* _Aim of the exercise_: No pictures should be carried over. Output all other parts of the entries verbatim.

* _Source data_:
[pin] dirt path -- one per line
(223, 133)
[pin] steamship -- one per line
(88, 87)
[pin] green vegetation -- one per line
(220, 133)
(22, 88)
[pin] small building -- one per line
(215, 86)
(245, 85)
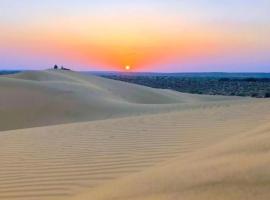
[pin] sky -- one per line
(146, 35)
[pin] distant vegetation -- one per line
(6, 72)
(257, 85)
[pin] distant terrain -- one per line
(228, 84)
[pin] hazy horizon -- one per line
(148, 36)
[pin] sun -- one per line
(127, 68)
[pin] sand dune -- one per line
(32, 99)
(128, 142)
(237, 169)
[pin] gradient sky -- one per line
(148, 35)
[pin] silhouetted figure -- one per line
(62, 68)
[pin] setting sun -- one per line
(127, 68)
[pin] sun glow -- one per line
(127, 68)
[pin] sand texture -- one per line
(69, 136)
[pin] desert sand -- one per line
(69, 136)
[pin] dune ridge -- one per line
(127, 141)
(41, 98)
(62, 161)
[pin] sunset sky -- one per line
(147, 35)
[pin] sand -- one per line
(103, 139)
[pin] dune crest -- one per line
(127, 142)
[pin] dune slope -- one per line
(59, 162)
(237, 169)
(40, 98)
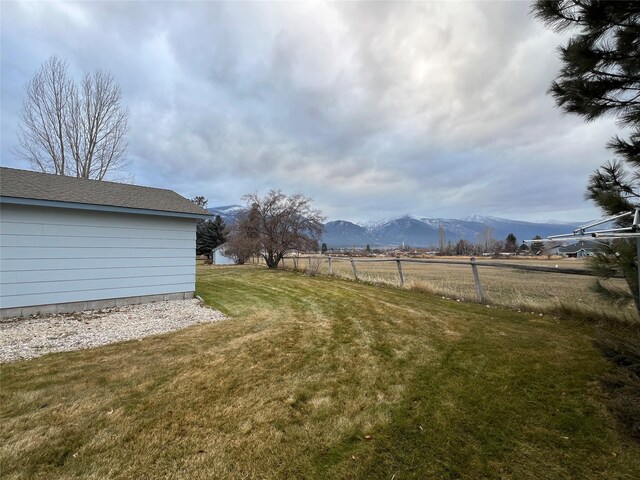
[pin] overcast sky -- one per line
(372, 109)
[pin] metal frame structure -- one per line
(581, 233)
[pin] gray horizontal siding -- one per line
(89, 263)
(51, 255)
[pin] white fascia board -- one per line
(100, 208)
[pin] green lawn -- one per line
(314, 377)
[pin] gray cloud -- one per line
(374, 109)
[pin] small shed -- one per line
(581, 249)
(219, 256)
(70, 244)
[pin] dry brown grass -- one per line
(314, 377)
(519, 289)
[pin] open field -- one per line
(502, 286)
(315, 377)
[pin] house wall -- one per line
(57, 255)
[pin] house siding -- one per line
(55, 256)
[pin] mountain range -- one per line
(418, 231)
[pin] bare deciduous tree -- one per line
(70, 130)
(273, 225)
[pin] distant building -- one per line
(581, 249)
(219, 257)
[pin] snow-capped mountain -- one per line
(420, 231)
(227, 212)
(423, 231)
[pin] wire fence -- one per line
(497, 282)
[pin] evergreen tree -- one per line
(209, 235)
(511, 243)
(601, 76)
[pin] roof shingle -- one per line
(43, 186)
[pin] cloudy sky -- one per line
(373, 109)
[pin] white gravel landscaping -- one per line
(31, 337)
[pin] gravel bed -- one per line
(37, 335)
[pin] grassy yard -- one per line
(315, 377)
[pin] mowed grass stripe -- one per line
(320, 378)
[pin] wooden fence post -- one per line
(400, 272)
(476, 277)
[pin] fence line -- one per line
(473, 263)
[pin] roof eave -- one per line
(101, 208)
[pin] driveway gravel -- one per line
(24, 338)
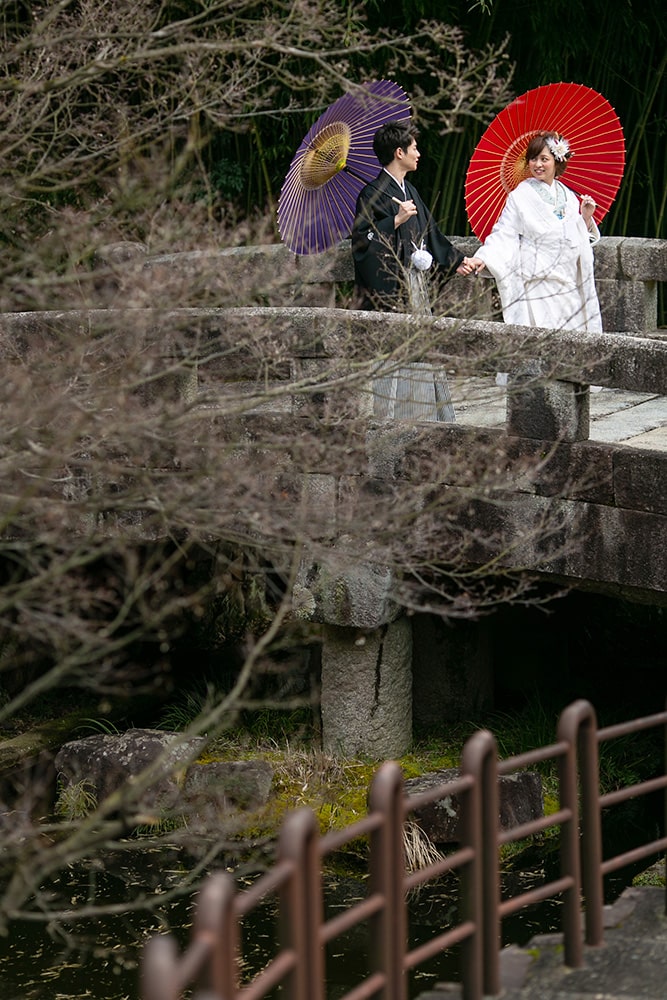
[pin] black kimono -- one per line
(385, 279)
(382, 252)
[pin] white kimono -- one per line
(543, 264)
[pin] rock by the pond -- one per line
(520, 800)
(110, 762)
(239, 784)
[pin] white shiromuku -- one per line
(540, 253)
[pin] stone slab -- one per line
(631, 964)
(638, 419)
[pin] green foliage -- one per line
(76, 800)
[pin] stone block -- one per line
(108, 763)
(520, 801)
(640, 480)
(628, 305)
(366, 697)
(239, 784)
(548, 410)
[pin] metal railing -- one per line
(211, 963)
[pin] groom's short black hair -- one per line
(393, 136)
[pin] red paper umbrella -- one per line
(334, 161)
(585, 118)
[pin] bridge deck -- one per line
(634, 418)
(630, 965)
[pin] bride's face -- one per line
(543, 166)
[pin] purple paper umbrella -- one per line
(334, 161)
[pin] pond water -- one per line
(100, 960)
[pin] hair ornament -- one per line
(559, 148)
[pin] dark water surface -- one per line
(100, 960)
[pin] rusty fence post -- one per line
(580, 719)
(216, 921)
(301, 905)
(387, 877)
(573, 723)
(664, 817)
(487, 776)
(473, 760)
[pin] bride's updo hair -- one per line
(556, 144)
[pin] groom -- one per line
(391, 224)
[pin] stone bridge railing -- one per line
(612, 497)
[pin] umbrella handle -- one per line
(349, 170)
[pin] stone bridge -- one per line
(604, 501)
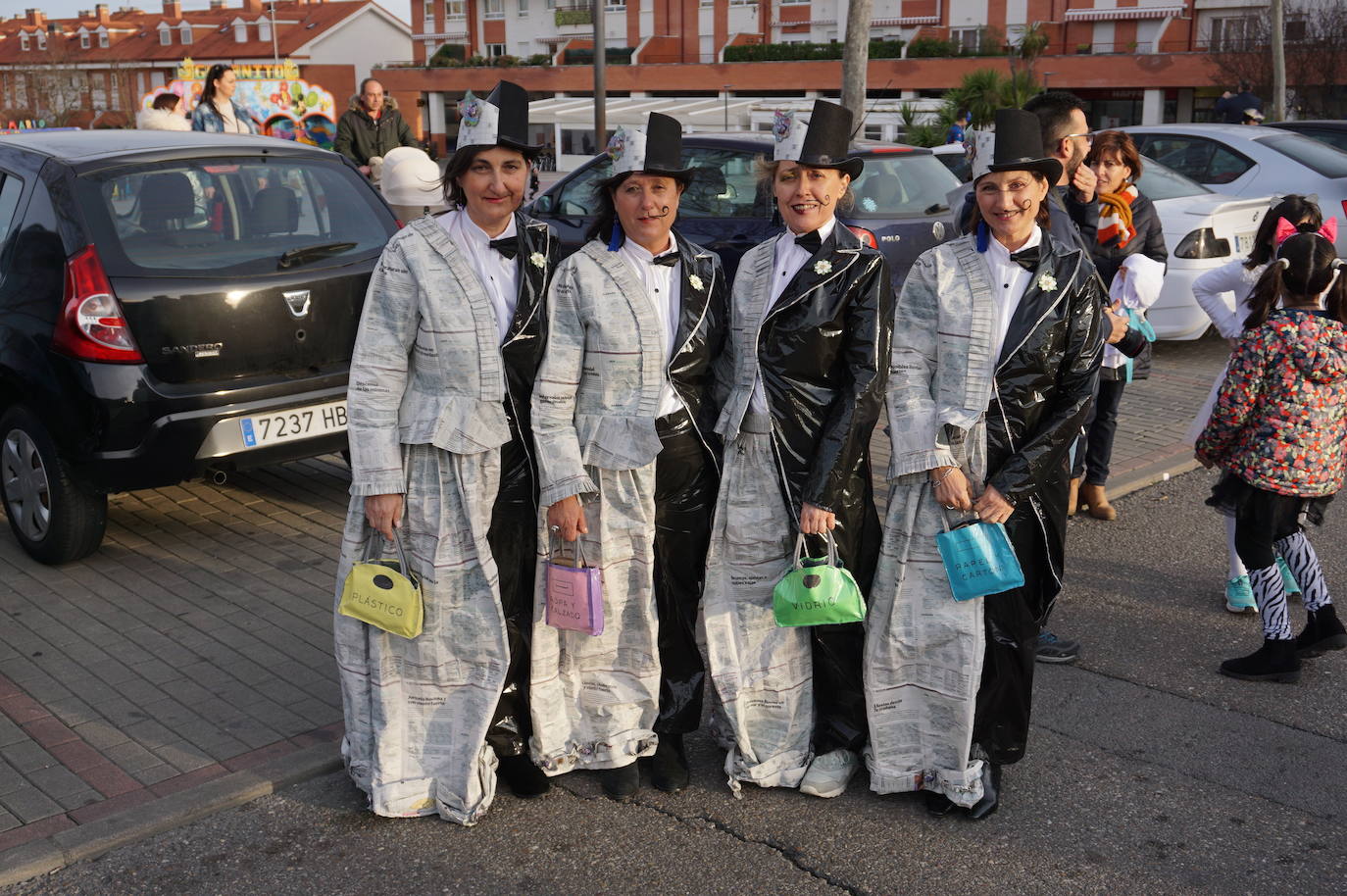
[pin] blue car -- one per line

* _Answer space_:
[pin] dirt path -- one per line
(223, 133)
[pin] steamship -- one per line
(88, 87)
[pin] green vegetation -- one per line
(220, 133)
(22, 88)
[pin] small building -- one per line
(215, 86)
(245, 85)
[pin] sky -- one per line
(146, 35)
[pin] distant vegetation -- one per line
(6, 72)
(257, 85)
[pin] distant terrain -- one per line
(228, 84)
[pin] hazy horizon -- one per line
(148, 36)
[pin] sun -- one per line
(127, 68)
[pin] sand dune -- one per line
(32, 99)
(128, 142)
(237, 169)
[pin] gradient sky -- one per line
(148, 35)
[pin] silhouetted figure -- one per line
(62, 68)
[pin] setting sun -- one per line
(127, 68)
[pin] sun glow -- one per line
(127, 68)
[pin] sand texture -- one per line
(69, 136)
[pin] desert sand -- one per line
(69, 136)
[pin] dune ridge -- one per line
(127, 141)
(41, 98)
(62, 161)
[pin] sunset sky -- one per line
(147, 35)
[pin] sand -- one per line
(103, 139)
[pin] dune crest -- one per line
(127, 142)
[pin] dune slope -- one per line
(59, 162)
(237, 169)
(40, 98)
[pin] overcast sky -- one per line
(372, 109)
[pin] metal frame structure -- one per line
(581, 233)
[pin] gray horizontal siding -- one per line
(89, 263)
(51, 255)
[pin] white fascia board -- one per line
(100, 208)
[pin] green lawn -- one per line
(314, 377)
[pin] gray cloud -- one per line
(374, 109)
[pin] small shed -- one per line
(581, 249)
(219, 256)
(70, 244)
[pin] dry brown grass -- one per line
(314, 377)
(519, 289)
[pin] open field -- one per line
(502, 286)
(315, 377)
[pin] house wall -- one per line
(57, 255)
[pin] house siding -- one per line
(55, 256)
[pin] mountain range -- one per line
(418, 231)
[pin] bare deciduous tree -- one per line
(70, 130)
(273, 225)
[pin] distant building -- one per line
(581, 249)
(219, 257)
[pin] snow-capped mountain -- one per line
(420, 231)
(227, 212)
(423, 231)
[pin] wire fence -- one per line
(497, 282)
[pin] evergreen tree -- one per line
(209, 235)
(511, 243)
(601, 76)
[pin] roof shingle -- one per line
(43, 186)
[pin] cloudy sky -- one per line
(373, 109)
[pin] white gravel landscaping -- one per line
(31, 337)
[pin] gravel bed -- one per line
(37, 335)
[pin] grassy yard -- one per line
(315, 377)
[pin] mowed grass stripe -- one per line
(320, 378)
[pin] wooden fence post -- one per line
(400, 272)
(476, 277)
[pin] fence line -- one per line
(473, 263)
[pin] roof eave -- one per line
(101, 208)
[pin] driveway gravel -- one per line
(24, 338)
[pin] black kimono -- one per line
(385, 279)
(382, 252)
[pin] white kimono -- one per line
(543, 264)
[pin] rock by the pond -- one per line
(520, 800)
(110, 762)
(239, 784)
[pin] white shiromuku -- one per line
(540, 253)
[pin] stone slab -- one per line
(631, 964)
(638, 419)
[pin] green foliage -- one per line
(76, 800)
[pin] stone block -- one per line
(108, 763)
(520, 801)
(640, 480)
(628, 305)
(366, 697)
(239, 784)
(548, 410)
[pin] metal railing -- one per line
(211, 963)
[pin] groom's short black hair -- one per line
(393, 136)
[pin] red paper umbrella -- one per line
(334, 161)
(585, 118)
[pin] bridge deck -- one per line
(634, 418)
(630, 965)
[pin] bride's face -- one per line
(543, 166)
[pin] purple paper umbrella -- one per line
(334, 161)
[pin] pond water -- one per line
(100, 960)
[pin] hair ornament -- one per line
(559, 148)
[pin] dark water surface -- one per line
(100, 960)
[pin] rusty fence post -- one per line
(580, 719)
(216, 921)
(301, 905)
(387, 877)
(573, 723)
(664, 817)
(487, 776)
(473, 760)
[pin] bride's updo hair -- one per line
(556, 144)
[pin] groom -- one per line
(391, 224)
[pin] stone bridge railing -- one per line
(612, 497)
[pin] umbrella handle -- one per line
(349, 170)
[pin] stone bridge -- one per line
(604, 501)
[pin] blue car -- one per line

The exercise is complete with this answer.